### Work instruction
Using the material that follows, say how many lines contain the string "dark". Answer with a number only.

### Records for this exercise
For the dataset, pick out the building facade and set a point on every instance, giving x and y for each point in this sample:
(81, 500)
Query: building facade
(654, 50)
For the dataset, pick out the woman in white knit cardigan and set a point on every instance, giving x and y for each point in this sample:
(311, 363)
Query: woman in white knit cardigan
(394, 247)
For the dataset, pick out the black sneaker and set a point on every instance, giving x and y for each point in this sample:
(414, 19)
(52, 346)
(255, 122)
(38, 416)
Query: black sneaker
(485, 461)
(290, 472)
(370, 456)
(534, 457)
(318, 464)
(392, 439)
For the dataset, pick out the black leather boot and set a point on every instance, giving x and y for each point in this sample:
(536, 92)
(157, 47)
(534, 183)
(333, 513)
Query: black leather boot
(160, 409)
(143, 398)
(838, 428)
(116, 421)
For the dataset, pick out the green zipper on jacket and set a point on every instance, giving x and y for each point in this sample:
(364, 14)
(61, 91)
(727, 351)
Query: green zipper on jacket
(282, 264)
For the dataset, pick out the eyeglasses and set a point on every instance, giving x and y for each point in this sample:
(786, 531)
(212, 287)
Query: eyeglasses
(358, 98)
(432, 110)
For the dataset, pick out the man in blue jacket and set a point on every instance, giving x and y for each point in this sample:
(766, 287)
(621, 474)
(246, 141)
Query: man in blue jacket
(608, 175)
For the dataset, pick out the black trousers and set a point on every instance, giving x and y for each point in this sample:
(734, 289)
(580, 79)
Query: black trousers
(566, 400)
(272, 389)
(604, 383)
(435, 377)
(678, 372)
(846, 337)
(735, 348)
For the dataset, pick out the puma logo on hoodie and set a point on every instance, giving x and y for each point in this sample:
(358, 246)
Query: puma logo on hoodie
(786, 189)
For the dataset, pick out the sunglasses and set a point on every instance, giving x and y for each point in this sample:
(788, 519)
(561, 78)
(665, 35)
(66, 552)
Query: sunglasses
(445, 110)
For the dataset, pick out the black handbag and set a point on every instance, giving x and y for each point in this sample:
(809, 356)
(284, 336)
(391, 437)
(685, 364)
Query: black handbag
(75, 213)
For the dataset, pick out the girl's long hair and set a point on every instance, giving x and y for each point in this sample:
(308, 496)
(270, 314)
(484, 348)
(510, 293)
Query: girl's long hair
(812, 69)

--

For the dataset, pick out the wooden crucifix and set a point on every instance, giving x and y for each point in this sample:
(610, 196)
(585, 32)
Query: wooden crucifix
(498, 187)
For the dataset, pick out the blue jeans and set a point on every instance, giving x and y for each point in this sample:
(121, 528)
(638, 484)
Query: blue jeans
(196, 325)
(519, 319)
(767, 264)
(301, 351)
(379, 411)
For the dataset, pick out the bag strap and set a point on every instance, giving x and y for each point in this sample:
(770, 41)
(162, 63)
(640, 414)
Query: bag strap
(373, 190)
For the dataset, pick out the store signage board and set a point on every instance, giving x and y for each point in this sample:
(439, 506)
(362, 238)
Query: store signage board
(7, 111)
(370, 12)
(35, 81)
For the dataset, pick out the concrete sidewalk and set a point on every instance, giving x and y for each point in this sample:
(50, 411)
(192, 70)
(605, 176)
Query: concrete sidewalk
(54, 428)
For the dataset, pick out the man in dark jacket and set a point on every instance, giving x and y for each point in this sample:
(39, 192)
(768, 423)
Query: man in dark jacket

### Output
2